* Problem to solve: Would you return the entries below exactly from the line containing "Query: green grass" onward, ending with the final line and including it, and nothing else?
---- Input data
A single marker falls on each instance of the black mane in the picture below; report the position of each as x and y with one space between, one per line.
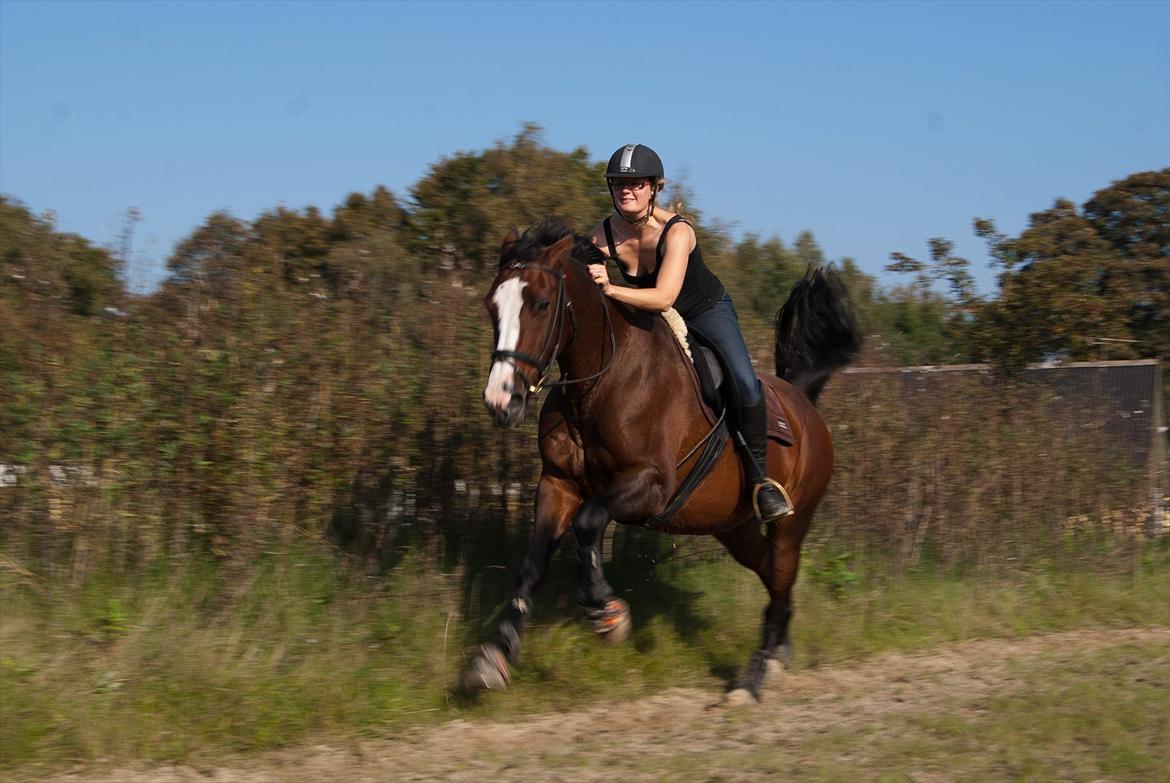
548 232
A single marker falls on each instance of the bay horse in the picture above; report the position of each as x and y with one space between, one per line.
625 411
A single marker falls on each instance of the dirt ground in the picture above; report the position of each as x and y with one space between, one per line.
681 734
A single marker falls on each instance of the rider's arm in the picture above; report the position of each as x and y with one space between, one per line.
680 241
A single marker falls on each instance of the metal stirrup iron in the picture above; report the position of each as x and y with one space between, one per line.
784 494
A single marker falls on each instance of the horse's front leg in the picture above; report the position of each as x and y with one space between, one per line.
556 502
632 496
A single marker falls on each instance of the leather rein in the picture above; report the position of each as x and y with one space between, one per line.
555 334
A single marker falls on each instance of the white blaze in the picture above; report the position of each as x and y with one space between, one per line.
508 303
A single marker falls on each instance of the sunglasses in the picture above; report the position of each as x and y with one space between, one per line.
628 184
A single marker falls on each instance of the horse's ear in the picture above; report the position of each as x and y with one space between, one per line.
559 248
509 244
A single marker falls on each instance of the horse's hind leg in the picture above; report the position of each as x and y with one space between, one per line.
556 501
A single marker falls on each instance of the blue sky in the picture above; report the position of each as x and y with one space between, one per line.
875 125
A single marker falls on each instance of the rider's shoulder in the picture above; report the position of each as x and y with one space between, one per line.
681 229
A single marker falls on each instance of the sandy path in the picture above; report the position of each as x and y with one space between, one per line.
637 741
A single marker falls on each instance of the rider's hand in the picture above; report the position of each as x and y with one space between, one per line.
600 276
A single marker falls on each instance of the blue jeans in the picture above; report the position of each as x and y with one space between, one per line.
720 327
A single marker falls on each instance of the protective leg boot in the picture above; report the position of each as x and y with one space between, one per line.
769 499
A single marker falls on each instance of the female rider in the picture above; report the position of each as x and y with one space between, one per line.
659 259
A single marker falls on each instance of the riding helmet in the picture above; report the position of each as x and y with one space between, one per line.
634 160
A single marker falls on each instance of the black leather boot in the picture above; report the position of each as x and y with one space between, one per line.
768 498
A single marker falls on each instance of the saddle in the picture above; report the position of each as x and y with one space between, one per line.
707 376
707 373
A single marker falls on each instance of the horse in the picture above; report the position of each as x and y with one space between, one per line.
616 426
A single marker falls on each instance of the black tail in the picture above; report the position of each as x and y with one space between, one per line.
816 332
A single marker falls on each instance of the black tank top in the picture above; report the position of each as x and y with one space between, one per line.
701 289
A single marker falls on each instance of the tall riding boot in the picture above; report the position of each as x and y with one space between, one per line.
770 501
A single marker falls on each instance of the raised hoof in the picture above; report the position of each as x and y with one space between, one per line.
488 671
612 623
740 698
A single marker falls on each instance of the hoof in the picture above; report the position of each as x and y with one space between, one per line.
488 671
612 623
740 698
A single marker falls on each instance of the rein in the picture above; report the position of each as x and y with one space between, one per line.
544 368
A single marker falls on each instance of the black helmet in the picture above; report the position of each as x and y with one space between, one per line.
634 160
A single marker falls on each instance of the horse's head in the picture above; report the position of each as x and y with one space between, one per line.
527 303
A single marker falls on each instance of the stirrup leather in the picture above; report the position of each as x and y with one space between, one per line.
779 488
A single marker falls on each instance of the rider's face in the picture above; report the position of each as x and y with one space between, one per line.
631 194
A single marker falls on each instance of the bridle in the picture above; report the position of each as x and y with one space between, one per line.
555 334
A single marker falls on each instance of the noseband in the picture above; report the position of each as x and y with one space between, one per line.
544 366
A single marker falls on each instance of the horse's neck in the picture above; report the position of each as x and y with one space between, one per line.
635 334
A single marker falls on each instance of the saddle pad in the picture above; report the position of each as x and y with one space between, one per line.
778 428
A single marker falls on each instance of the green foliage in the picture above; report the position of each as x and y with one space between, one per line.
1079 284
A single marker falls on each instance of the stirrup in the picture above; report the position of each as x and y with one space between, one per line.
779 488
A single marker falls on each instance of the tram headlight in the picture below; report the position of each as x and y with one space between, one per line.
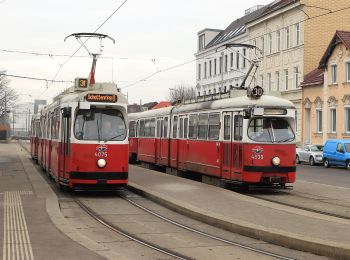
276 161
101 163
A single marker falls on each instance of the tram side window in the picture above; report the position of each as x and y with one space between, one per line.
142 128
165 128
152 128
132 128
227 127
181 128
238 127
185 128
203 126
214 126
175 127
193 127
53 125
147 127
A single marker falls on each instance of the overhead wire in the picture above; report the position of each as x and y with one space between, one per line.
182 64
71 56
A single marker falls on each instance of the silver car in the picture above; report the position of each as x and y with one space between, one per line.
311 153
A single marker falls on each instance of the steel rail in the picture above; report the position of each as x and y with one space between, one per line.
112 227
205 234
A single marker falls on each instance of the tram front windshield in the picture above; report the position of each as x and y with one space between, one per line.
270 130
99 124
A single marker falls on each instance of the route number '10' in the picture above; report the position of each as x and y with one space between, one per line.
257 91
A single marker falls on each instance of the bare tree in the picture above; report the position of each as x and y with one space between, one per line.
8 96
181 93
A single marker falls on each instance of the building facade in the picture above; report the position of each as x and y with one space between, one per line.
278 33
326 102
222 67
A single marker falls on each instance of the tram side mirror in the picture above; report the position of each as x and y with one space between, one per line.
67 112
247 113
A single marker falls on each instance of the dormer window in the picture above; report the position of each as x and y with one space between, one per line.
201 42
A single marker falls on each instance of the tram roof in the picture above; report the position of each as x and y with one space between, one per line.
73 95
227 103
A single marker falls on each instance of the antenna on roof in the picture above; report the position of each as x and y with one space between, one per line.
79 36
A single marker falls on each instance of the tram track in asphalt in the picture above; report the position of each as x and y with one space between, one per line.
296 199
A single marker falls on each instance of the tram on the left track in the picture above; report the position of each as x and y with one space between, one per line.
81 139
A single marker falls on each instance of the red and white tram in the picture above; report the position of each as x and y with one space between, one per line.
81 138
242 140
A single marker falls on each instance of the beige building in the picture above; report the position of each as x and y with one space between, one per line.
326 94
292 35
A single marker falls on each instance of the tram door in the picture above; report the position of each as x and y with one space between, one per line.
162 145
183 144
65 141
232 147
174 143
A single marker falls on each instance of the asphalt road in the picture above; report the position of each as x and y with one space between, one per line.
339 177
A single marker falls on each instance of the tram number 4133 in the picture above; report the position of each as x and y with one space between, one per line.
257 156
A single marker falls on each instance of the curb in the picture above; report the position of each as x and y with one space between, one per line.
274 236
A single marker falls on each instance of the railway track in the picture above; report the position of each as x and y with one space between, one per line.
296 200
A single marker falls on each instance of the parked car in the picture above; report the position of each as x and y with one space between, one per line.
311 154
336 152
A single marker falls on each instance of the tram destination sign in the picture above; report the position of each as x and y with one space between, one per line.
108 98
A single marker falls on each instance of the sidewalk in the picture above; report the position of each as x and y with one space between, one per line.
281 225
32 224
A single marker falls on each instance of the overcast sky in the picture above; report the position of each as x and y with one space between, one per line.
160 30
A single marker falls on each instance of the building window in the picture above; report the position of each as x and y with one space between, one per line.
296 77
270 43
319 121
277 80
199 71
287 38
278 40
244 57
297 34
220 65
334 73
347 119
201 42
214 66
210 74
347 65
286 79
333 120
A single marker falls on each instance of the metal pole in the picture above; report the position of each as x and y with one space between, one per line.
13 122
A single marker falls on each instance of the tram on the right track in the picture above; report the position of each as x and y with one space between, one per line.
243 140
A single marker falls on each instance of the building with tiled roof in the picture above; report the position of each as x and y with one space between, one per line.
326 94
219 68
292 35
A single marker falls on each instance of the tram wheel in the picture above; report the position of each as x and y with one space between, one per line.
312 161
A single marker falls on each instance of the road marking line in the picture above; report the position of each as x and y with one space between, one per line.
327 185
17 243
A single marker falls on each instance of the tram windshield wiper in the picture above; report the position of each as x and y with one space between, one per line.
110 139
98 131
285 140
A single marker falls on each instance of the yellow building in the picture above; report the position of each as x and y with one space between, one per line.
326 94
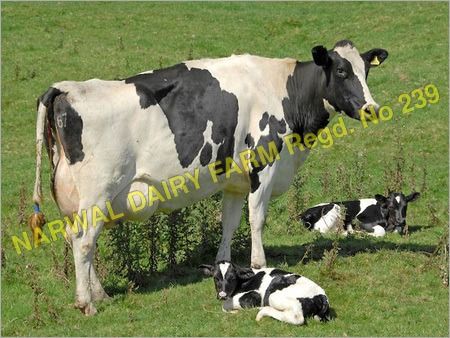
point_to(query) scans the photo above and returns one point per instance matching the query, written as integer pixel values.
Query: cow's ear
(380, 198)
(375, 57)
(320, 56)
(244, 273)
(208, 270)
(412, 197)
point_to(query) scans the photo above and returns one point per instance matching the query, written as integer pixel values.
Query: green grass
(379, 287)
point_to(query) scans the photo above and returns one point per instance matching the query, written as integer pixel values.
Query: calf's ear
(412, 197)
(208, 270)
(320, 56)
(375, 57)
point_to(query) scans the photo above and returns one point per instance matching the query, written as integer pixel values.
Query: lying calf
(375, 215)
(280, 294)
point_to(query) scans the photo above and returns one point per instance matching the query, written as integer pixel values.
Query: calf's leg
(288, 316)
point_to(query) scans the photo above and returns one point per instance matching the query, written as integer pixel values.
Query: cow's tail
(37, 220)
(323, 306)
(40, 125)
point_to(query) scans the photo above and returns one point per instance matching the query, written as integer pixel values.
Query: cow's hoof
(98, 296)
(258, 265)
(86, 309)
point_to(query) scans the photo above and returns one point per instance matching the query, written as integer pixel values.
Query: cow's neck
(304, 107)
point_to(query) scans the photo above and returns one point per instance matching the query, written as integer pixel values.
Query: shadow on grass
(188, 273)
(349, 246)
(181, 274)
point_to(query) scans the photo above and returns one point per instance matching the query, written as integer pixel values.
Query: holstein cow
(281, 295)
(375, 215)
(176, 130)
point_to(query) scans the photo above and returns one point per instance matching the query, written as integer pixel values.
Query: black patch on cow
(343, 43)
(70, 127)
(48, 97)
(249, 141)
(370, 216)
(206, 154)
(317, 305)
(275, 127)
(303, 107)
(276, 272)
(252, 283)
(279, 282)
(250, 299)
(263, 122)
(351, 210)
(189, 99)
(312, 215)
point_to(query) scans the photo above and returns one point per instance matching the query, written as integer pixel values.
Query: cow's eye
--------
* Answer to the problem:
Query: green grass
(379, 287)
point_to(query) scans the photo above and returns one point per instance matching the query, written as integer pixel values.
Query: calf's ear
(412, 197)
(208, 270)
(320, 56)
(375, 57)
point_to(query) scans the photo above and returns one point per instance matching the query, written as integer pixel values.
Query: lying calf
(375, 215)
(280, 294)
point_to(query) scans the photo above and returns one point per instance matching the query, written as integer pixel values.
Query: calf's leg
(288, 316)
point_to(query) scans the photo above and returns one point per instance matching the query, written as integer pixel values.
Query: cow's tail
(37, 220)
(323, 306)
(40, 125)
point_to(query) scans the photo above and returns one point per instance matching the query, written as integer pixel values.
Query: cow's hoof
(98, 296)
(258, 265)
(86, 309)
point_to(query) scans the photo above and returns one point per instance matching the query, written as integer pixel values.
Query: cow's neck
(304, 107)
point_to(query) scans the photo above and returns one point per instance matching the query, written as integer pixel values.
Query: shadow on grass
(188, 273)
(349, 246)
(181, 274)
point_to(query) scans the photo above and returns one point per instance matching the query, written as integer pixel values.
Query: holstein cow
(281, 295)
(375, 215)
(176, 130)
point_to(query) scans the photo above and returns one point per instance matching the query, written as integer pixel values.
Query: black patch on cow
(343, 43)
(70, 127)
(48, 97)
(249, 141)
(370, 216)
(206, 154)
(317, 305)
(275, 127)
(303, 107)
(276, 272)
(252, 283)
(279, 282)
(250, 299)
(263, 122)
(351, 210)
(189, 99)
(312, 215)
point_to(query) scans the photo above and returns one point per instance matching the query, written as integer pixel values.
Query: cow's eye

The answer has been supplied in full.